● PROBLEM REQUIREMENTS
Rewrite the data below so that every "spectator" becomes "fan", keeping every other line as it is.

● RECORDS FOR PROCESSING
** start **

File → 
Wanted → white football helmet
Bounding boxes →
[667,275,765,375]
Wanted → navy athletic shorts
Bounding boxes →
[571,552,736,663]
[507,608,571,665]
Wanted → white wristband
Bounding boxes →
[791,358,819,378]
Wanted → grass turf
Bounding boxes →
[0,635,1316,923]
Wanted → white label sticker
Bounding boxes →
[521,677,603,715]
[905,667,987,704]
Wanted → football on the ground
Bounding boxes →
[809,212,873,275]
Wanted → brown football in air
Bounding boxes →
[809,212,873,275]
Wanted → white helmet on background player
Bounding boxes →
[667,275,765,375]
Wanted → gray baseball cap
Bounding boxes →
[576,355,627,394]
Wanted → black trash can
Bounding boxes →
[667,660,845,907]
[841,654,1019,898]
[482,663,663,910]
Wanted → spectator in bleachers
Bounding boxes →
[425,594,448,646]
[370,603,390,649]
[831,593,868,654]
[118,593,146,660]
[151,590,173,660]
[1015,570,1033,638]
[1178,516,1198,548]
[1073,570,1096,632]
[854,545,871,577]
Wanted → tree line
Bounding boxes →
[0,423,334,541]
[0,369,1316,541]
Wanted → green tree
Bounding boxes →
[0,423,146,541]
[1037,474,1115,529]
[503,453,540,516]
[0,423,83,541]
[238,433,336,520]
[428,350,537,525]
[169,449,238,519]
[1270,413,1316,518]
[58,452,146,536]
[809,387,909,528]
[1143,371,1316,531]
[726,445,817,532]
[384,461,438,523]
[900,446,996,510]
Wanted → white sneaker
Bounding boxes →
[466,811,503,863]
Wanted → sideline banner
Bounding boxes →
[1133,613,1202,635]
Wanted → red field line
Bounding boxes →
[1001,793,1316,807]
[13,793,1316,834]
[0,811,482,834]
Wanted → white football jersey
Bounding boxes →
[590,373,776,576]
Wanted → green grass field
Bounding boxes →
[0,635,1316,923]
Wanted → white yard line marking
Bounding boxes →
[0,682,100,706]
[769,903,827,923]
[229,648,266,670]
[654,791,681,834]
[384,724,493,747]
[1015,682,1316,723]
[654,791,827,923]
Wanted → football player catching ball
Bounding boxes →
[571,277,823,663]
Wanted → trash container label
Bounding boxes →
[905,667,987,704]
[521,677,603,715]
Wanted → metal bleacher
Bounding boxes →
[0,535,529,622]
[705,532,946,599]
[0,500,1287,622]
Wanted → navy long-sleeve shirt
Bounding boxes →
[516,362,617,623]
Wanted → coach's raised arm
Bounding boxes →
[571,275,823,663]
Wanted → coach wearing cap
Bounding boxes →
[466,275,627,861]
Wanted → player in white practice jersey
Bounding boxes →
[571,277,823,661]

** end **

● RESPONSE TO THE TASK
File → 
Wanted → white football helmet
Bounding boxes →
[667,275,765,375]
Wanted → navy athletic shorts
Bounding boxes →
[571,552,736,663]
[507,608,571,665]
Wanted → white wristband
Bounding boxes →
[791,358,819,378]
Wanted → grass turf
Bounding boxes →
[0,635,1316,923]
Wanted → white label sticker
Bounding boxes →
[521,677,603,715]
[905,667,987,704]
Wanted → football on the ground
Bounding boxes →
[809,212,873,275]
Wanted → brown football in air
Bounding boxes →
[809,212,873,275]
Wanted → white helmet on background player
Bounding boxes →
[667,275,765,375]
Wanted → gray baseball cap
Bounding boxes →
[576,355,627,394]
Wanted → black trash can
Bounding boxes →
[667,660,845,907]
[841,654,1019,898]
[482,663,663,910]
Wanted → fan in bleachers
Bounding boxes →
[425,594,448,646]
[370,603,390,649]
[831,593,868,654]
[118,593,146,660]
[151,590,173,660]
[1015,570,1033,638]
[1178,516,1198,548]
[1073,570,1096,632]
[854,545,871,577]
Wanted → tree line
Bounding boxes →
[0,423,334,541]
[0,369,1316,541]
Wanted → green tree
Bounding boxes →
[0,423,146,541]
[1037,474,1115,529]
[503,453,540,516]
[0,423,83,541]
[238,433,336,520]
[428,350,537,525]
[169,449,238,519]
[1270,413,1316,518]
[58,452,146,536]
[809,387,909,528]
[1143,371,1316,531]
[726,445,817,532]
[384,461,438,523]
[900,446,996,510]
Wanted → white sneaker
Bounding boxes →
[466,811,503,863]
Wanted → sideline banner
Bounding boxes →
[1133,613,1202,635]
Wanted → red field line
Bounding boxes →
[1001,793,1316,807]
[13,793,1316,834]
[0,811,482,834]
Wanted → white football jersey
Bounding boxes →
[590,373,776,576]
Wanted → green grass field
Bounding boxes →
[0,635,1316,923]
Wanted → white yard line marking
Bounding boxes →
[0,682,100,706]
[769,903,827,923]
[229,648,266,670]
[654,791,681,834]
[384,724,493,747]
[1015,682,1316,723]
[654,791,827,923]
Wanted → football player catching ball
Bounding boxes →
[571,277,823,663]
Wanted → trash container label
Bounding boxes →
[905,667,987,704]
[521,677,603,715]
Wanted → metal bleacher
Bounding boxes →
[0,535,529,622]
[705,532,946,599]
[0,500,1287,622]
Wanted → navy long-sleeve shirt
Bounding boxes →
[516,362,617,623]
Wanted → coach's raised arm
Bounding boxes →
[571,275,823,663]
Wanted → coach wearing cap
Bounding boxes →
[466,275,627,861]
Wanted → player in white practice jersey
Bounding boxes →
[571,277,823,661]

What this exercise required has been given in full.